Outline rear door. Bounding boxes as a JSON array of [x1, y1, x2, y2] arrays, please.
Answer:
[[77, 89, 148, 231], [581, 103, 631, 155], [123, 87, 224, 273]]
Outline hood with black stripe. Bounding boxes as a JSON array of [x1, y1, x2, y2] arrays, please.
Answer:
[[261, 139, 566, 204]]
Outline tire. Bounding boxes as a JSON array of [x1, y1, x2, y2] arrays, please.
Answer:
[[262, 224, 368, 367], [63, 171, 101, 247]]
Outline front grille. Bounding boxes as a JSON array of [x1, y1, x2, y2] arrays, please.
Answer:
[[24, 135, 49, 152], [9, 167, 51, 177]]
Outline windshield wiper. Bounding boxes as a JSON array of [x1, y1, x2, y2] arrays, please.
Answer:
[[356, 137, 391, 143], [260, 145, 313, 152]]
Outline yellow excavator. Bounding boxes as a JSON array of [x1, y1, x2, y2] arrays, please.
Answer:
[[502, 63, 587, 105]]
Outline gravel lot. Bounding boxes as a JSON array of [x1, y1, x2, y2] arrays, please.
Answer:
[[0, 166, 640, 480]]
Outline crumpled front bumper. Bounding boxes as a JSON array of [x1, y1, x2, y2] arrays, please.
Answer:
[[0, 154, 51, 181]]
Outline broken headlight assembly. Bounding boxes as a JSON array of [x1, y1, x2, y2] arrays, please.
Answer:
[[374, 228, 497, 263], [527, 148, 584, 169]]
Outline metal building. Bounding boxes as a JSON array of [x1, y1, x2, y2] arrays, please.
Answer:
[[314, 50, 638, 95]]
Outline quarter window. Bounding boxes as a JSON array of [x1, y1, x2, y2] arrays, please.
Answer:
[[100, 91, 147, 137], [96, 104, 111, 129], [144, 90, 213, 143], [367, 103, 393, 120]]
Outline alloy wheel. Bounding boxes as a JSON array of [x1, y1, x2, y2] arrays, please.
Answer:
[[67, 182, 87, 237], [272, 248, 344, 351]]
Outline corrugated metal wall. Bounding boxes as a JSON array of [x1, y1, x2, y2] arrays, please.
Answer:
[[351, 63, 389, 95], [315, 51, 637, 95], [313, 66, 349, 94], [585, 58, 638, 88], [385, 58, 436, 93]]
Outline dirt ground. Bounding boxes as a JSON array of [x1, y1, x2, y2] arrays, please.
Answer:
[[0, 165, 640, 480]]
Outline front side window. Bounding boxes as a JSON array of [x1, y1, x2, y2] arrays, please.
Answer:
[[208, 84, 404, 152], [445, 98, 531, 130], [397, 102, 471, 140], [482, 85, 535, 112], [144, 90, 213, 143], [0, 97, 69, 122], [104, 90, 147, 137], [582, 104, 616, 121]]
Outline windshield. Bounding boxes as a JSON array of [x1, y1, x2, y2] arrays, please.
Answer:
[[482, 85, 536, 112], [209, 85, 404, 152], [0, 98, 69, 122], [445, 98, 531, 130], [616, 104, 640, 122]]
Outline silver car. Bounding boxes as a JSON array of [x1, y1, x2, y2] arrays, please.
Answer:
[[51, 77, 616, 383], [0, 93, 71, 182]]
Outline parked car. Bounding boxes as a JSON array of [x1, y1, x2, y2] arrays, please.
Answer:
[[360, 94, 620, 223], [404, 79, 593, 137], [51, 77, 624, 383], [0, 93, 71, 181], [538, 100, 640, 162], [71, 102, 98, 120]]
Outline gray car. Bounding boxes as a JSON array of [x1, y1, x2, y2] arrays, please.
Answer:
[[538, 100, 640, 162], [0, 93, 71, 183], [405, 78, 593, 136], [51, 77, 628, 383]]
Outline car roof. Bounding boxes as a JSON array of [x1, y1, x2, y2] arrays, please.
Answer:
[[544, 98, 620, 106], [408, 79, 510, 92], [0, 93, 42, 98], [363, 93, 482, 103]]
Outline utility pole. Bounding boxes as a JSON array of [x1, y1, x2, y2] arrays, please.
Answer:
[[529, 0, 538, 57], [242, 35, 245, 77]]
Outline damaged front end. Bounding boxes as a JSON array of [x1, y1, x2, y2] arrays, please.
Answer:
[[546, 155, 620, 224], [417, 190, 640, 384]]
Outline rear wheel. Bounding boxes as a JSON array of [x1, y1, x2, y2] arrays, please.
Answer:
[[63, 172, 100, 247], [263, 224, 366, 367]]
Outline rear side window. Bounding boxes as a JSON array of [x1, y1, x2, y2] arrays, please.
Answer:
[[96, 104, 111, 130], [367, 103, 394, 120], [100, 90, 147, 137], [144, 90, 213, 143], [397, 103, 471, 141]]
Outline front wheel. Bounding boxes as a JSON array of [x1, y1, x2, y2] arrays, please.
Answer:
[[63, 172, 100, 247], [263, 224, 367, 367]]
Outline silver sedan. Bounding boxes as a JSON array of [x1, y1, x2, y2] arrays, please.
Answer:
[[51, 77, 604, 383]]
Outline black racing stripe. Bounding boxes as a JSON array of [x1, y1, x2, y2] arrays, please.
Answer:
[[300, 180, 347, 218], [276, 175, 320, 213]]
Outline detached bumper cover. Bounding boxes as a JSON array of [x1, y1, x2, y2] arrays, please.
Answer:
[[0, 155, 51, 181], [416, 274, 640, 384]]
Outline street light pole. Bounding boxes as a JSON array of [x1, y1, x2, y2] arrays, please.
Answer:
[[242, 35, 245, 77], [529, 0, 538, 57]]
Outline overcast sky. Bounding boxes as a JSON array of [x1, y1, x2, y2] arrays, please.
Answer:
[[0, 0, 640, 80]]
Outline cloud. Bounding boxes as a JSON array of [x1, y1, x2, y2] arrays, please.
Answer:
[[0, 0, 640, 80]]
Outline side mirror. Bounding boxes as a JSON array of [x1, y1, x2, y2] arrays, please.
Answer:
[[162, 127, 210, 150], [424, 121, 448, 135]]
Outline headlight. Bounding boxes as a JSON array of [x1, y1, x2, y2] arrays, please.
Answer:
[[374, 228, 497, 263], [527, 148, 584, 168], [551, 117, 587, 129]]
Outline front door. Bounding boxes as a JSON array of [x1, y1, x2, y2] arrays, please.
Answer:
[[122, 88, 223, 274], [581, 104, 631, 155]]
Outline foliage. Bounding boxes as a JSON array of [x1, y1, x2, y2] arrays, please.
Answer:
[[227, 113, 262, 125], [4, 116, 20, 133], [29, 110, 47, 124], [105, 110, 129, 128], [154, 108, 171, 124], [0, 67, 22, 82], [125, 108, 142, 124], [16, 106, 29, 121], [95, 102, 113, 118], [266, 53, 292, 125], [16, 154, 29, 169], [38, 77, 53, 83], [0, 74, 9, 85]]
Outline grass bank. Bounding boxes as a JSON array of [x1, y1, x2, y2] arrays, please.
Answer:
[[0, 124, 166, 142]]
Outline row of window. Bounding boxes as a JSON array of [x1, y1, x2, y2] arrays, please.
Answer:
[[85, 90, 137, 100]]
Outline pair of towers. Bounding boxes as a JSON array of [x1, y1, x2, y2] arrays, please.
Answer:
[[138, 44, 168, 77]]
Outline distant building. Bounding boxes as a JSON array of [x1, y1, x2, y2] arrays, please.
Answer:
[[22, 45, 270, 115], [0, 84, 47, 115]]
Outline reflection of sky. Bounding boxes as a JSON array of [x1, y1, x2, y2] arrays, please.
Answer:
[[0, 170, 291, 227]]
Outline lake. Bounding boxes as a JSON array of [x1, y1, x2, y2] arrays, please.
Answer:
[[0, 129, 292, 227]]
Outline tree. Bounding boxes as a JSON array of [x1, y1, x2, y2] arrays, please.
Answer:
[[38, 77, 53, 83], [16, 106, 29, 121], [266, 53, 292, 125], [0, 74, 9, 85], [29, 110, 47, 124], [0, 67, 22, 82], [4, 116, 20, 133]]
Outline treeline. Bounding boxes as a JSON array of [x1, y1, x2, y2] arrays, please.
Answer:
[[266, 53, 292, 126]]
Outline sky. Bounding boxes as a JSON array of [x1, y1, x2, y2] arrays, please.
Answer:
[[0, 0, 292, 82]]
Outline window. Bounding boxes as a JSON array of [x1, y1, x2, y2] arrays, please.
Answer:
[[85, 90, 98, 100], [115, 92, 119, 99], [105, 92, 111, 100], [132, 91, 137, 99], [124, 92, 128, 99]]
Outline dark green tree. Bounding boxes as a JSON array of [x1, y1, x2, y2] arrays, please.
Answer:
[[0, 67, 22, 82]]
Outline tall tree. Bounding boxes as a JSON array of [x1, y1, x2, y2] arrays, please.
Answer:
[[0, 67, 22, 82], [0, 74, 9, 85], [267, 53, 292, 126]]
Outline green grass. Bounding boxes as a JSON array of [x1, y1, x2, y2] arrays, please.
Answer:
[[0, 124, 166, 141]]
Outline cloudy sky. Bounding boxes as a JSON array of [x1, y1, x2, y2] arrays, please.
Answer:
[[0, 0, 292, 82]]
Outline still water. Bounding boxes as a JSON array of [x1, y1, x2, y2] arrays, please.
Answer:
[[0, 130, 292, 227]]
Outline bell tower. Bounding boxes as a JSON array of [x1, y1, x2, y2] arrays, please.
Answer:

* EXERCISE GOAL: Copy word for word the stretch of data above from the line containing "Outline distant building." through the line containing "92, 128, 99]]", both included.

* TASK SOLUTION:
Outline distant building. Bounding boxes as a JSON array of [x1, y1, x2, y2] arrays, please.
Answer:
[[22, 45, 270, 115], [0, 84, 47, 115]]
Outline reflection of sky. Bounding boxes as a JSON array of [x1, y1, x2, y2] arrays, please.
Answer:
[[0, 170, 291, 227]]
Outline lake. Bounding boxes as a JSON array of [x1, y1, x2, y2] arrays, please.
Answer:
[[0, 129, 292, 227]]
Outline tree. Bounding boxes as a JSON array of [x1, y1, x2, y2] arrays, please.
Answer:
[[38, 77, 53, 83], [16, 106, 29, 121], [266, 53, 292, 125], [0, 74, 9, 85], [29, 110, 47, 124], [0, 67, 22, 82], [4, 116, 20, 133]]
Outline treeline. Bounding boxes as a JSON array of [x1, y1, x2, y2] arrays, please.
Answer:
[[266, 53, 292, 126]]
Outline sky. Bounding boxes as a JSON array of [x1, y1, x2, y2] arrays, please.
Answer:
[[0, 0, 292, 82]]
Outline window. Bounding boxes as a JSON array of [x1, y1, x2, y2] arrays, please.
Answer:
[[85, 90, 98, 100], [115, 92, 119, 99], [105, 92, 111, 100], [132, 91, 137, 99], [124, 92, 128, 99]]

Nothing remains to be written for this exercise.